==== TEXT PASSAGE
Subject: Re: Netbsd DomU daily-08.01.2007-crashes
To: Manuel Bouyer <bouyer@antioche.eu.org>
From: Anzi <anzi@dnainternet.net>
List: port-xen
Date: 01/10/2007 14:09:11
Manuel Bouyer wrote:
>On Wed, Jan 10, 2007 at 11:10:11AM +0200, Anzi wrote:
>
>
>>Manuel Bouyer wrote:
>>
>>
>>
>>>On Tue, Jan 09, 2007 at 02:01:36PM +0200, Anzi wrote:
>>>
>>>
>>>
>>>
>>>>OK,
>>>>
>>>>I thought that if I download kernel from current I get the fixed version
>>>>
>>>>
>>>>from Manuel (in xbd_xenbus.c 1.16)
>>>
>>>
>>>>Apparently it is not so?
========
==== EXTRACTED DATA
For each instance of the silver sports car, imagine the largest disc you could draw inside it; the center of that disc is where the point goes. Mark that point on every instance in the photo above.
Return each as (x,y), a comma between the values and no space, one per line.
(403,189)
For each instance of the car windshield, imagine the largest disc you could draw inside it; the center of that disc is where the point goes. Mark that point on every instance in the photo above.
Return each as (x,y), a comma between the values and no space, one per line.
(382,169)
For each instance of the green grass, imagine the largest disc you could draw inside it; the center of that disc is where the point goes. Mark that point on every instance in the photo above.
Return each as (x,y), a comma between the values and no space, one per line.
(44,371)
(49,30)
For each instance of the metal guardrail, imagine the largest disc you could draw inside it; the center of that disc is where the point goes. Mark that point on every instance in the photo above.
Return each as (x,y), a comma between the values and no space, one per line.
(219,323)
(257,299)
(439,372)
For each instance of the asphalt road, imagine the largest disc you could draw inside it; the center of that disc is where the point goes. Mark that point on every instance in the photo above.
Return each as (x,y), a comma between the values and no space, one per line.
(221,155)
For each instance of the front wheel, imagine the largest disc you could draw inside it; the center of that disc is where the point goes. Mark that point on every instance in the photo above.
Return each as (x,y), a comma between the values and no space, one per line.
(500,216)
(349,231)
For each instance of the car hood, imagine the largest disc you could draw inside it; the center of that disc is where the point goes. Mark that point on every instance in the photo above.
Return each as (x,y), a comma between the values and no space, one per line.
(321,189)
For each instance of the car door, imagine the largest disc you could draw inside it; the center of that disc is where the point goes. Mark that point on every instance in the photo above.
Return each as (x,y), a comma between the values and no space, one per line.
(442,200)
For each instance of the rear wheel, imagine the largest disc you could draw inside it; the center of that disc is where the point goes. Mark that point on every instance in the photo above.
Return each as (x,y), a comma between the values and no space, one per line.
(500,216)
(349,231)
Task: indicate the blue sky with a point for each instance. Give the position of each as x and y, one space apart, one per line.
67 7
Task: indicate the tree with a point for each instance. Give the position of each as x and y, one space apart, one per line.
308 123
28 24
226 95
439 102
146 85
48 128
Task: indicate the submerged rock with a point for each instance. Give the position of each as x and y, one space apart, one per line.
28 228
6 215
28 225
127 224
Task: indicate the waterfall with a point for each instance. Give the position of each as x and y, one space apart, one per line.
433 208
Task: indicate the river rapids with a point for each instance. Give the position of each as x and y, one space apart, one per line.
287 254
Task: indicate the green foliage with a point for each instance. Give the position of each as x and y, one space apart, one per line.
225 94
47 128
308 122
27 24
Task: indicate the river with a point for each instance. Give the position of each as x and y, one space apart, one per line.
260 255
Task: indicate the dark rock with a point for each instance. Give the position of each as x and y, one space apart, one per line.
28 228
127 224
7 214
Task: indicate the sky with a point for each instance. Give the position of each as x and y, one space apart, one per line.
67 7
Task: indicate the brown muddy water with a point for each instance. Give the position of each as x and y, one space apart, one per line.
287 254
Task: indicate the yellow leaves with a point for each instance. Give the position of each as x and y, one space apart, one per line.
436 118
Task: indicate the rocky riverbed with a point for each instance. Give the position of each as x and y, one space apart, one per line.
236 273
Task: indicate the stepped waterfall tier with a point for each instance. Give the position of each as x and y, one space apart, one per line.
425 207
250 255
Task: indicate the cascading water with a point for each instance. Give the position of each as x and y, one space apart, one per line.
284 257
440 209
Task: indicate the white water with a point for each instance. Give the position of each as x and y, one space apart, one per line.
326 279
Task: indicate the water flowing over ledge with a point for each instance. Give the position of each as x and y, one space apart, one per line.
========
PROBLEM STATEMENT >>
In the port-xen thread, why did Anzi expect that getting the kernel from current would be enough?

EXERCISE RESPONSE >>
Anzi assumed that a kernel downloaded from current would already include Manuel's fixed version, the fix in xbd_xenbus.c 1.16.